* **Material shown**:
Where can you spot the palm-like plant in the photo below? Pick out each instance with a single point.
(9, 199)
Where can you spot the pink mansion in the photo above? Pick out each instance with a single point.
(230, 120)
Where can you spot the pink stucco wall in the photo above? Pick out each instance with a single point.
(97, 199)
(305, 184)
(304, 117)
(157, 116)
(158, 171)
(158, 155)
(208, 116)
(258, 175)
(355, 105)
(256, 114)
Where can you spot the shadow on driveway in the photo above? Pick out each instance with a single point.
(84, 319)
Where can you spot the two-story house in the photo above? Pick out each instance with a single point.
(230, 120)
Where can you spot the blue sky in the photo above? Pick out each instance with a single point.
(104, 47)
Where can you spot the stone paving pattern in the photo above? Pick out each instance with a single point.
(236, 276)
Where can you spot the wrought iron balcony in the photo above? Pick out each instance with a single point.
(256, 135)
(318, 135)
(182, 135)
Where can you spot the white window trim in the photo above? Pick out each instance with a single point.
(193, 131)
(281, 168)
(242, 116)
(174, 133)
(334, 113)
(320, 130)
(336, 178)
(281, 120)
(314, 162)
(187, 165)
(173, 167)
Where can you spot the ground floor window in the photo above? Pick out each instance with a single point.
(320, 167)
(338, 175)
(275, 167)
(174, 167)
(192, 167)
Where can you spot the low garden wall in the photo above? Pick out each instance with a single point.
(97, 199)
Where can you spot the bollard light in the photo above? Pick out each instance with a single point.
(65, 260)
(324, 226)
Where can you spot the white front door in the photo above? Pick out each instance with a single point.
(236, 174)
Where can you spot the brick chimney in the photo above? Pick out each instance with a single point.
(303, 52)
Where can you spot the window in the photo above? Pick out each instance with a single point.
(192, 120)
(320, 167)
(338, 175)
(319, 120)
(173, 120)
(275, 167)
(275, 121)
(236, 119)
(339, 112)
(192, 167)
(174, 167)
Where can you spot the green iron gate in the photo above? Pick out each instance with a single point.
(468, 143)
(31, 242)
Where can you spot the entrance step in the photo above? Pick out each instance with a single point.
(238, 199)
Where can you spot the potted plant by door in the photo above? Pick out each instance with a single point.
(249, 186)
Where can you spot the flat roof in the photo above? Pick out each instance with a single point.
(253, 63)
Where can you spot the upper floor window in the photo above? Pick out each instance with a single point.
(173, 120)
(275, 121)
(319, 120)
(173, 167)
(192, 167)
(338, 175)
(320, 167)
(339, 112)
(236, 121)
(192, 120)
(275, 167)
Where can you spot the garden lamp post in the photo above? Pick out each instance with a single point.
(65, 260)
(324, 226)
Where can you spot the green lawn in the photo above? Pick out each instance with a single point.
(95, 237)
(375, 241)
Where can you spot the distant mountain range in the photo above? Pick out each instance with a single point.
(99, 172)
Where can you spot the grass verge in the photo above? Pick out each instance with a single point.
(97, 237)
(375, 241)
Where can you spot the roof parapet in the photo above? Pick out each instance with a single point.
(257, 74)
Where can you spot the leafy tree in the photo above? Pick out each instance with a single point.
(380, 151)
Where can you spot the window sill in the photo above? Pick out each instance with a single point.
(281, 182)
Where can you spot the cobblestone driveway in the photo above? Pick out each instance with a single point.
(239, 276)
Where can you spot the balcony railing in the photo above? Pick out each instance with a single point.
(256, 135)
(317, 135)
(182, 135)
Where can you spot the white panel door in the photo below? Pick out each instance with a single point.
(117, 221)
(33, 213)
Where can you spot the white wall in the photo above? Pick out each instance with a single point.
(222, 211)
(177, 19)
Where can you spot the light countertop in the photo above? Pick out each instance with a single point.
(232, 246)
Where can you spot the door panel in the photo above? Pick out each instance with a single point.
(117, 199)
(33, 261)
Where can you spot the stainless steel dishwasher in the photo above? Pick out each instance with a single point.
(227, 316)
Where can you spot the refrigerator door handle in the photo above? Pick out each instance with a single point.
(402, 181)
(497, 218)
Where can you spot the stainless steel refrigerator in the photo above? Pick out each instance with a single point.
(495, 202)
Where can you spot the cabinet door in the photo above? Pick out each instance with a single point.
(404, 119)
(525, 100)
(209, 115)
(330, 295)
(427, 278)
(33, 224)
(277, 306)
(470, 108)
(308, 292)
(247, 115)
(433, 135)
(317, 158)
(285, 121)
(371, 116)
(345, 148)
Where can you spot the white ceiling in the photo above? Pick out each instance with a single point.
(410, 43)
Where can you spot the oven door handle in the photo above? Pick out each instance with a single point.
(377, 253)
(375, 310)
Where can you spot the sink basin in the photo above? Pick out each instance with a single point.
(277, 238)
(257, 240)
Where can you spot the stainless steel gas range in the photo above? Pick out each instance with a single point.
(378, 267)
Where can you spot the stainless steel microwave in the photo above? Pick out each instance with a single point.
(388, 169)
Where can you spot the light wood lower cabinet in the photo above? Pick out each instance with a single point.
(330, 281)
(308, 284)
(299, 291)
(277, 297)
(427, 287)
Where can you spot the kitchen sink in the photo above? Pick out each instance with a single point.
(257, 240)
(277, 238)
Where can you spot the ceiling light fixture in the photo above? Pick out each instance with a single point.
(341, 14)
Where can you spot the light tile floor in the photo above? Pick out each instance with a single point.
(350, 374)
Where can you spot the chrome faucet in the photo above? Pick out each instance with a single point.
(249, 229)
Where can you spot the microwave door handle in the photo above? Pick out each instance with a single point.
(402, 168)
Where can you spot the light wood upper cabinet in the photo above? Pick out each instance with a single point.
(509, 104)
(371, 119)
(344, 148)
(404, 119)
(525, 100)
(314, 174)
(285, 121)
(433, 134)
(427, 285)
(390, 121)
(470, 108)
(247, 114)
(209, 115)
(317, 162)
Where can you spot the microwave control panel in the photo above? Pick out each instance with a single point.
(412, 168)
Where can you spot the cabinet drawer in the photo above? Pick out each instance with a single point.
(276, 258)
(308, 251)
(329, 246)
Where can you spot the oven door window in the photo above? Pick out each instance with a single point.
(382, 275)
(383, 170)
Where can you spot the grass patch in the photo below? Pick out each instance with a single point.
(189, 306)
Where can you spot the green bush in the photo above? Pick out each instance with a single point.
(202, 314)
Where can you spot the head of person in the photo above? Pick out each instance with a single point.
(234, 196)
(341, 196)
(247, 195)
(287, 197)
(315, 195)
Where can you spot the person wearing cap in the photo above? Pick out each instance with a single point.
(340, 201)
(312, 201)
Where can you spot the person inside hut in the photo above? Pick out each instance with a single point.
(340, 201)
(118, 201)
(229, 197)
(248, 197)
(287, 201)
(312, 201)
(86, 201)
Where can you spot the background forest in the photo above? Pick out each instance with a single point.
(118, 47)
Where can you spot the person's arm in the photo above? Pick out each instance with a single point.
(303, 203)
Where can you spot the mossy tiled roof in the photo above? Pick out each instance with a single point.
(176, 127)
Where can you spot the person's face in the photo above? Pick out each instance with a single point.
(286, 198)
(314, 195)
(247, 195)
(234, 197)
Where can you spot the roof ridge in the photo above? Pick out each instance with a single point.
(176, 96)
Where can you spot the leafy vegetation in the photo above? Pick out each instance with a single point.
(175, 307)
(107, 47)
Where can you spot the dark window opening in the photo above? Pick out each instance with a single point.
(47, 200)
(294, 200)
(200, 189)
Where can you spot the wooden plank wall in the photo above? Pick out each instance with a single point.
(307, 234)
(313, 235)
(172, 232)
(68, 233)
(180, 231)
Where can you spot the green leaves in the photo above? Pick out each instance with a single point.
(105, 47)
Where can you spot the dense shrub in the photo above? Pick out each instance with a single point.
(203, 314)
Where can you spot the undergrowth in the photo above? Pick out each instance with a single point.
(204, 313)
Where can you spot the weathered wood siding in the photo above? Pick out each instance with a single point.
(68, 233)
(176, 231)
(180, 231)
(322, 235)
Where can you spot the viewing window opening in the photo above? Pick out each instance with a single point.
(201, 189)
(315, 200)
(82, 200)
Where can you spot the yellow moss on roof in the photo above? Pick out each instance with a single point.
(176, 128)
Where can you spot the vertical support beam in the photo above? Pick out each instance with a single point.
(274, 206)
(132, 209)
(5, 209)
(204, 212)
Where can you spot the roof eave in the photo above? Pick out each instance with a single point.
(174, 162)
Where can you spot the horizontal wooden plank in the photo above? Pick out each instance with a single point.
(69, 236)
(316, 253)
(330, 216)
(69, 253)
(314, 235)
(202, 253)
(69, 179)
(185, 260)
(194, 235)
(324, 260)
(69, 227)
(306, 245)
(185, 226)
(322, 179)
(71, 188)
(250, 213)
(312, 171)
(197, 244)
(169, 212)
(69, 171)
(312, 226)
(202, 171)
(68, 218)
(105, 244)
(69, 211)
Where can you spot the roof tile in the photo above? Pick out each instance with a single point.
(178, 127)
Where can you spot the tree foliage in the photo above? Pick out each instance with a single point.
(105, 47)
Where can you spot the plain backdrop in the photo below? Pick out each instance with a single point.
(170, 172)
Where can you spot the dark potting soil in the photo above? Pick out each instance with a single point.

* **Directions for this task**:
Copy exactly, word for word, the line with "Where can you spot the yellow" through the final line of the listing.

* **Response**:
Where can you spot the yellow moss on roof in the photo above? Pick out each instance with a single point.
(176, 128)
Where can you spot the vertical support beam in the photo above? Pick out each instance with a single point.
(274, 206)
(132, 209)
(5, 209)
(204, 212)
Where can you spot the roof eave in the photo above? Pick out each instance with a single point.
(174, 162)
Where can you spot the horizontal wooden plank in the photo above? Pick out each instance with a single point.
(69, 236)
(316, 253)
(330, 216)
(69, 253)
(314, 235)
(202, 253)
(69, 179)
(185, 260)
(194, 235)
(324, 260)
(69, 227)
(306, 245)
(185, 226)
(322, 179)
(71, 188)
(250, 213)
(312, 171)
(197, 244)
(169, 212)
(69, 171)
(312, 226)
(202, 171)
(68, 218)
(105, 244)
(69, 211)
Where can you spot the roof tile in the photo above? Pick out each instance with a single point.
(178, 127)
Where can you spot the tree foliage in the photo above? Pick out each instance with a single point.
(105, 47)
Where can you spot the plain backdrop in the photo below? Pick out each instance with a single point.
(170, 172)
Where can you spot the dark potting soil in the photo above? Pick out each instance with a single point.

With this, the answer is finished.